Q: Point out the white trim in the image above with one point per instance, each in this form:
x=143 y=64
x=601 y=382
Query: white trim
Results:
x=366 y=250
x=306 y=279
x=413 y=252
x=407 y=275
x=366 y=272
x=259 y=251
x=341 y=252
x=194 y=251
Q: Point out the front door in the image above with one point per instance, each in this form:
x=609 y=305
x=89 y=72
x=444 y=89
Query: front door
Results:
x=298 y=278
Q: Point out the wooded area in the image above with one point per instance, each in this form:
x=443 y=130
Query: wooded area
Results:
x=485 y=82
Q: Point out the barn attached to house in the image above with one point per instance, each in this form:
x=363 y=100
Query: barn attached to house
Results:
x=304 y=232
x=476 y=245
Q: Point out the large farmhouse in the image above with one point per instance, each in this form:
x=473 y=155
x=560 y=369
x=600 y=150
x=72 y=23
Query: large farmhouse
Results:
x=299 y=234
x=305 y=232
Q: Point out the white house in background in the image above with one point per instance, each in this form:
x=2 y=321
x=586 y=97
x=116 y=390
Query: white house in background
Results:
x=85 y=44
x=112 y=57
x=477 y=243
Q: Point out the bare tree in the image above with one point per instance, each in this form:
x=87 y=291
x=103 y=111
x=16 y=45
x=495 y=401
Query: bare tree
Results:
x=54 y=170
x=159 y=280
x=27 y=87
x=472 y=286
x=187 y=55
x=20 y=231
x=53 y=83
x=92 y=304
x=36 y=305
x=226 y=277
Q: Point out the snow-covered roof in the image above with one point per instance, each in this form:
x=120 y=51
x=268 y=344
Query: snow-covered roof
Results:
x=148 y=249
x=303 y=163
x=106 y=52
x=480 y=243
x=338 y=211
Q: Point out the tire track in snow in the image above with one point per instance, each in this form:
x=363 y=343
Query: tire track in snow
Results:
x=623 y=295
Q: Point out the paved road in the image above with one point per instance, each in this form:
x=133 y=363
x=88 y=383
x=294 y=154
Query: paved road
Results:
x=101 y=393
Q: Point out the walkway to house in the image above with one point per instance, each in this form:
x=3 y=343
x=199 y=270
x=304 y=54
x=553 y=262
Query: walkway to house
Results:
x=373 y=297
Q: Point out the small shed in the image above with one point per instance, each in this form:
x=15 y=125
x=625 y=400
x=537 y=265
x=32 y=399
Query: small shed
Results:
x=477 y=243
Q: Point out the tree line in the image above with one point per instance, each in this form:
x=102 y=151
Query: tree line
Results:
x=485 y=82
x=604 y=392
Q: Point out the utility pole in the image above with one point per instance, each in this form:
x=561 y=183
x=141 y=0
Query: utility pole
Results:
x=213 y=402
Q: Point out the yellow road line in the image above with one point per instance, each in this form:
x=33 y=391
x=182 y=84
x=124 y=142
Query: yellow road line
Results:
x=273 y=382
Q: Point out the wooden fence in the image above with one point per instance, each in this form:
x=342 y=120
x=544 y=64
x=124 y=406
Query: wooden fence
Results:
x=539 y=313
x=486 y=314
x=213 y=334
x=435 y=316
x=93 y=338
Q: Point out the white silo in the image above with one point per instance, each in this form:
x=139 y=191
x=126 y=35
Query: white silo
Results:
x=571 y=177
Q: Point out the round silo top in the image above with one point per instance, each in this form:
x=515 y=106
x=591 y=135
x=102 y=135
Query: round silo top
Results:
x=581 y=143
---
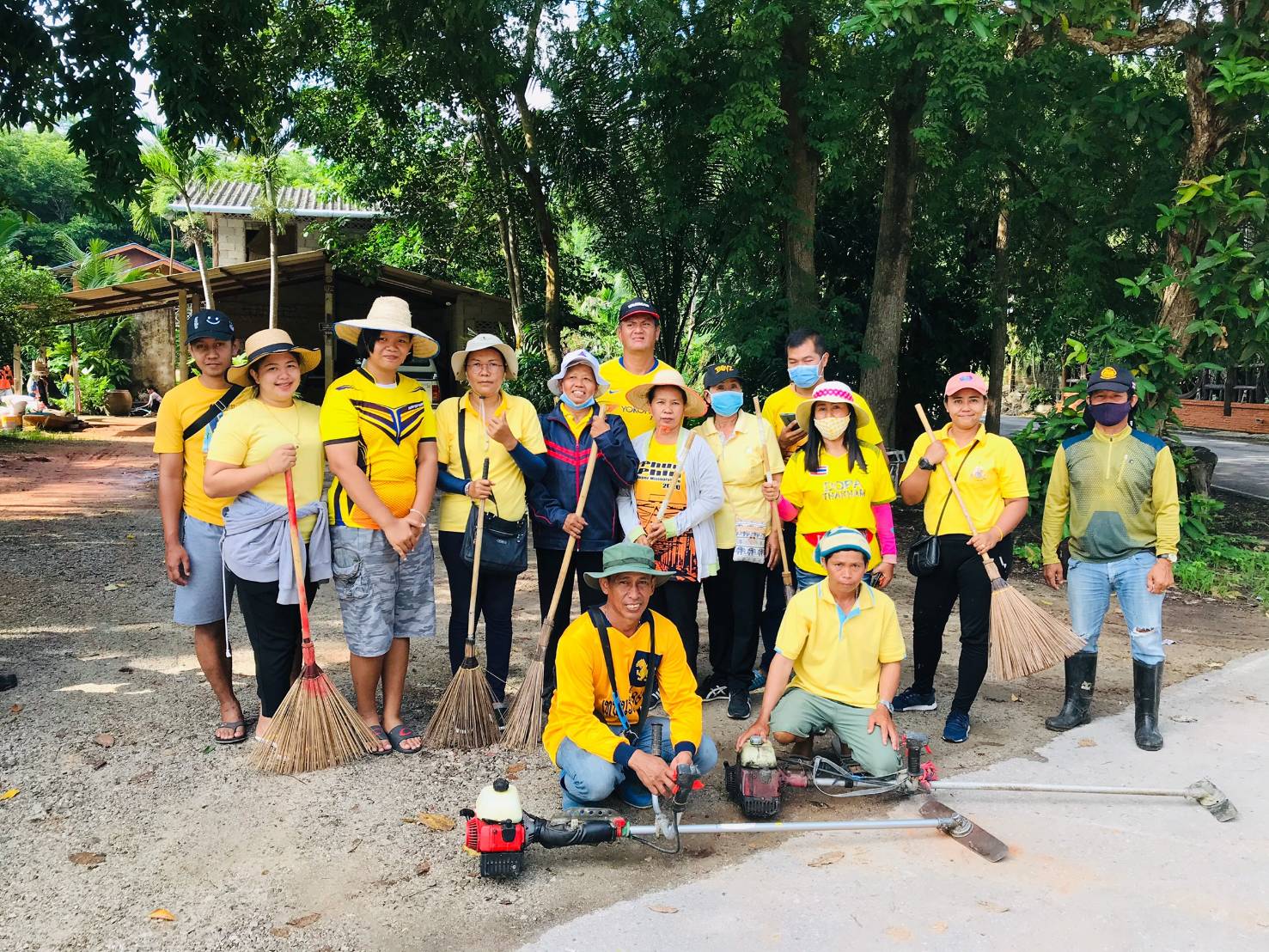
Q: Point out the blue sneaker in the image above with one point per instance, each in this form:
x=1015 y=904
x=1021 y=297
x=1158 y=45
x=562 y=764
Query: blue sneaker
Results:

*EXERCISE DESCRIPTION*
Report each line in the preceding entries that holds the string "large".

*EXERCISE RESPONSE*
Q: Point out the large farmhouse in the image above with one point per instance, each in this form:
Query: large farmhouse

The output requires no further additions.